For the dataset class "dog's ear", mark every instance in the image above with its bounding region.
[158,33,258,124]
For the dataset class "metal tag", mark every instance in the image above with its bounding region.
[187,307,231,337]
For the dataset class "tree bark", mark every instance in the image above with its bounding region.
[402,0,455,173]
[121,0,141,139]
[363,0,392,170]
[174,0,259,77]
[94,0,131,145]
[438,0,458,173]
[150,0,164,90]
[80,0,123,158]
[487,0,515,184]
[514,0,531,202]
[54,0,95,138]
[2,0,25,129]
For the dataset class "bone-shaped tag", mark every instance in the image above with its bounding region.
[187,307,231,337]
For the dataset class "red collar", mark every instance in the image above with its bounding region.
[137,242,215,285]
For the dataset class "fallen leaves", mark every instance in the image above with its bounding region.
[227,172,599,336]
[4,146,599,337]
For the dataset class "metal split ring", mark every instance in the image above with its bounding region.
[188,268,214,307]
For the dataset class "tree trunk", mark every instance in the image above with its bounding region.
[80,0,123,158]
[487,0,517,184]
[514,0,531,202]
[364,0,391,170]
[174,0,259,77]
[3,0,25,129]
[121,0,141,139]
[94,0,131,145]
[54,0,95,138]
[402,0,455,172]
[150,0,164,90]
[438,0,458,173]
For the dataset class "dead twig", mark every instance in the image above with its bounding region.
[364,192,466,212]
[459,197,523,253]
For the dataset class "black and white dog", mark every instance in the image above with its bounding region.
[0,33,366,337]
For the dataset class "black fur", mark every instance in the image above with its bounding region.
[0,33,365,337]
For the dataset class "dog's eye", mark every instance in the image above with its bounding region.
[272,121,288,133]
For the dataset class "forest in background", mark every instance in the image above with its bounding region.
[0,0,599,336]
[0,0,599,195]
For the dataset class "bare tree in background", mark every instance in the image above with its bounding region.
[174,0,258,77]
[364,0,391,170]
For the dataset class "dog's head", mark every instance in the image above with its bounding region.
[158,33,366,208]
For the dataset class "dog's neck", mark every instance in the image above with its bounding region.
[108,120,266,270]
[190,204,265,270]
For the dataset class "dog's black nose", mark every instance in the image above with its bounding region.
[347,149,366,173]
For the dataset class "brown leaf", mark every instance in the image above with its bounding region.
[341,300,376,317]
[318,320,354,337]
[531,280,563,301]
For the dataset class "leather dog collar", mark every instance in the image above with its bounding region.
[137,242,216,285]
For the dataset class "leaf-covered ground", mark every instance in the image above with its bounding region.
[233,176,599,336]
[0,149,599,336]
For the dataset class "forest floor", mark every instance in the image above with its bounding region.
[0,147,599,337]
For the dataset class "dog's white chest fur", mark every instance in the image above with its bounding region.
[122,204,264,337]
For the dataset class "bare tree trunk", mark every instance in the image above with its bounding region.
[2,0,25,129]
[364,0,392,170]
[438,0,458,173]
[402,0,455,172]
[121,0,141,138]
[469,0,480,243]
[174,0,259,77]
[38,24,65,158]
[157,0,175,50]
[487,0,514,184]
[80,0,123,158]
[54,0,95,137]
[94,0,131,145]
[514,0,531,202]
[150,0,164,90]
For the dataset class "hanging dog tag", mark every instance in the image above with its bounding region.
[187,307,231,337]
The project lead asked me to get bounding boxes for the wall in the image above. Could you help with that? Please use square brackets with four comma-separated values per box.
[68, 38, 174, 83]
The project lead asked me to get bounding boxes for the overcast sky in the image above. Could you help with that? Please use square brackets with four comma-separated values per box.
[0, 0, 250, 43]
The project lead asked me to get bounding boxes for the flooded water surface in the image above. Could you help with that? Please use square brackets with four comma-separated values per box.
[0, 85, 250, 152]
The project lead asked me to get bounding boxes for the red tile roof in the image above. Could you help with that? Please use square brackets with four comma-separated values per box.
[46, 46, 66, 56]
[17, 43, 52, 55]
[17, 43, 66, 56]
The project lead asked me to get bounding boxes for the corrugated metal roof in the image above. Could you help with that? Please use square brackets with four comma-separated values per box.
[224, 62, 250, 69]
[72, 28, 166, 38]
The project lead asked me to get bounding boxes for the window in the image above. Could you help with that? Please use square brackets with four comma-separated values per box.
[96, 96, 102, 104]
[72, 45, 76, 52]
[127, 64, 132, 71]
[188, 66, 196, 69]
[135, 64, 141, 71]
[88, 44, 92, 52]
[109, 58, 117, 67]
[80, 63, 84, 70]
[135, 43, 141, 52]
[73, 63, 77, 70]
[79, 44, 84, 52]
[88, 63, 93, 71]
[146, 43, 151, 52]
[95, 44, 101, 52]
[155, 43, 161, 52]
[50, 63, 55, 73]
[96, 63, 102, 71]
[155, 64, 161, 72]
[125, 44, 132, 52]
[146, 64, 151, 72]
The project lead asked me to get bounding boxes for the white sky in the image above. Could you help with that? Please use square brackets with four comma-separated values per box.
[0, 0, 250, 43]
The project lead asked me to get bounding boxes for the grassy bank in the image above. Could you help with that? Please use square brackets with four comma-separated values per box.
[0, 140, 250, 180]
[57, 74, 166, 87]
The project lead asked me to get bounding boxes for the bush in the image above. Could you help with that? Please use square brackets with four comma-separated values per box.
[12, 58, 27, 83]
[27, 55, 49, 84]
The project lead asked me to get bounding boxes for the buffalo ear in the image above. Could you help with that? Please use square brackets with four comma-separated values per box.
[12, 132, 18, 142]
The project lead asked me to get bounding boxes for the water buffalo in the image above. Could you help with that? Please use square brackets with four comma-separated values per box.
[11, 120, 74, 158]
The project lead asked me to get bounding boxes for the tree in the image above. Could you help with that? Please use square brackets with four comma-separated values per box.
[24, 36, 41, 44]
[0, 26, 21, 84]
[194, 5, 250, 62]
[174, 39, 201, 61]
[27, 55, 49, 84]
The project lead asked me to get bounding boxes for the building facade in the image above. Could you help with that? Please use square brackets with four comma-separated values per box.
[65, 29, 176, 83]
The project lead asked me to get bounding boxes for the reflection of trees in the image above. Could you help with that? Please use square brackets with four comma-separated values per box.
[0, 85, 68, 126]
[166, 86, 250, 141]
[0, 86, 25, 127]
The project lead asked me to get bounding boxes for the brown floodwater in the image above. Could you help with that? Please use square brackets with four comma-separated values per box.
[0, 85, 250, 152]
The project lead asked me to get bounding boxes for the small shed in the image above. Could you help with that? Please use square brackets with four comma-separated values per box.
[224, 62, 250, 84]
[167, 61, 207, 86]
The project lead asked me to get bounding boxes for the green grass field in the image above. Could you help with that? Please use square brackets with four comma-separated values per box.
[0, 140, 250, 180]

▶ _WORK TO BE COMPLETED_:
Rewrite the material from the line containing "for the green" through the end of the material, both ends included, swapping "green grass field" for "grassy meadow" and leaving everything else unchanged.

▶ _RESULT_:
The project lead asked me to get bounding boxes for the grassy meadow in the image above. Could you help with that? Please use square brackets with four comma-separated values per box.
[0, 140, 250, 180]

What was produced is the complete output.